Data items

====

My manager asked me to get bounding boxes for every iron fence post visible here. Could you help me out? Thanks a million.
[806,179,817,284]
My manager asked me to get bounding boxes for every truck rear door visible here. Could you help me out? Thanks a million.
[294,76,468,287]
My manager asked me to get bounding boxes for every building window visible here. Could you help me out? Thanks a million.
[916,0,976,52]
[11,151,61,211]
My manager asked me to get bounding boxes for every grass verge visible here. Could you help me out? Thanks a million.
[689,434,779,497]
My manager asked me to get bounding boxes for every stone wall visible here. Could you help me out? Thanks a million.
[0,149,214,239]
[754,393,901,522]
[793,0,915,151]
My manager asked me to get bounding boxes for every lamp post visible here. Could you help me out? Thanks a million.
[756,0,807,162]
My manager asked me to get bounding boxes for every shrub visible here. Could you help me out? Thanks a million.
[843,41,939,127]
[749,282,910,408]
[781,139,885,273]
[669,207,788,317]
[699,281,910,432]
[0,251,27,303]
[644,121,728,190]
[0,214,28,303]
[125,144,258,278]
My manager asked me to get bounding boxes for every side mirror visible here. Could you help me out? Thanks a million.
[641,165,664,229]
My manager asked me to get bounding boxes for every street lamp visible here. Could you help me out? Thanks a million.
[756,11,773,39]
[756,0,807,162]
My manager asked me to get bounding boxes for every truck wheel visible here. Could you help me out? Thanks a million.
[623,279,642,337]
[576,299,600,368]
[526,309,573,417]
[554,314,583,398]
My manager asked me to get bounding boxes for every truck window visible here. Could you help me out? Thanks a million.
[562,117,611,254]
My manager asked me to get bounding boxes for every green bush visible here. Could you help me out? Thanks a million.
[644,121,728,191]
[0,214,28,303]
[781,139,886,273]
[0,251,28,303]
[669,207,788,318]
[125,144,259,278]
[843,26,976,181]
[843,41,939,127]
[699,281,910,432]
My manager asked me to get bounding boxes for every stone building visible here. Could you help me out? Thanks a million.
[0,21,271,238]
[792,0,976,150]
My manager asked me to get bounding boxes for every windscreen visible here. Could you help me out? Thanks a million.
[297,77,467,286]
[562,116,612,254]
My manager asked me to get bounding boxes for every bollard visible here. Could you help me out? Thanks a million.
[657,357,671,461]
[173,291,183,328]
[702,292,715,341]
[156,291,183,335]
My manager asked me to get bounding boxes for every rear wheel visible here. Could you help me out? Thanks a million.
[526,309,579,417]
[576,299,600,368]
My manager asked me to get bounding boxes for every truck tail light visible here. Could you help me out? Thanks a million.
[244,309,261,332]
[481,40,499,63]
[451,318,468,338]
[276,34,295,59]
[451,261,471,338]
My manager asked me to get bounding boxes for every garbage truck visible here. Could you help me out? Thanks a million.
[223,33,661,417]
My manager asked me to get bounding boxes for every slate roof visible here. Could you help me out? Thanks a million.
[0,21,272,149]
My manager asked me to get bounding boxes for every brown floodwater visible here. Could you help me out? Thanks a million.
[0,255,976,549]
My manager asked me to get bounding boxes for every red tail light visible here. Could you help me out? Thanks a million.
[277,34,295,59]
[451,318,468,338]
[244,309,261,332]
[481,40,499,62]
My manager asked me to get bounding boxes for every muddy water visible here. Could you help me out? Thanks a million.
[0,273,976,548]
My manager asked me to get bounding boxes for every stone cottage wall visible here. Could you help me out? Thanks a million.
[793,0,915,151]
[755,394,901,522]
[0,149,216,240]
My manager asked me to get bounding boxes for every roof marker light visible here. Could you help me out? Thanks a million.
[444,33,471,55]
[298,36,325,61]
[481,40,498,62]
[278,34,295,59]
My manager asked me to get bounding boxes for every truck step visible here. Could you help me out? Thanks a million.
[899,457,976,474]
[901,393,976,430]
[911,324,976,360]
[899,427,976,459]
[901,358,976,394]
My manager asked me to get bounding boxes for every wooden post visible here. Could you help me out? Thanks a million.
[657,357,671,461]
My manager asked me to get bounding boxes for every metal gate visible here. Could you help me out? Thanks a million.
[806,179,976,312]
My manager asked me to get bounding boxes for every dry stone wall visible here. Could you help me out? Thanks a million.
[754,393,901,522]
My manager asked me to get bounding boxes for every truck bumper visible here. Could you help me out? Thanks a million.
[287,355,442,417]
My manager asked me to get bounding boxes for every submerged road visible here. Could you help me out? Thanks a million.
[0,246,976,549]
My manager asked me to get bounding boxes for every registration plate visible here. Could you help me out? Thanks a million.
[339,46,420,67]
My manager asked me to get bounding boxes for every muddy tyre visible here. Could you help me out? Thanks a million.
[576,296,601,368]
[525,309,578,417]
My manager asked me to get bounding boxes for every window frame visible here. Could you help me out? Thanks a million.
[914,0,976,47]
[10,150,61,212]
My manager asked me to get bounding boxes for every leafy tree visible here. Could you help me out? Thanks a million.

====

:: Directions for this task ::
Which lines of the records contain the word "muddy"? Return each of them in full, matching case exactly.

:: Answer ::
My manager asked me to get bounding boxes for every muddy water visible here. Could you help me out? Thanks a million.
My manager asked me to get bounding boxes for every muddy tyre visible here. Could you help me out? Thanks a million.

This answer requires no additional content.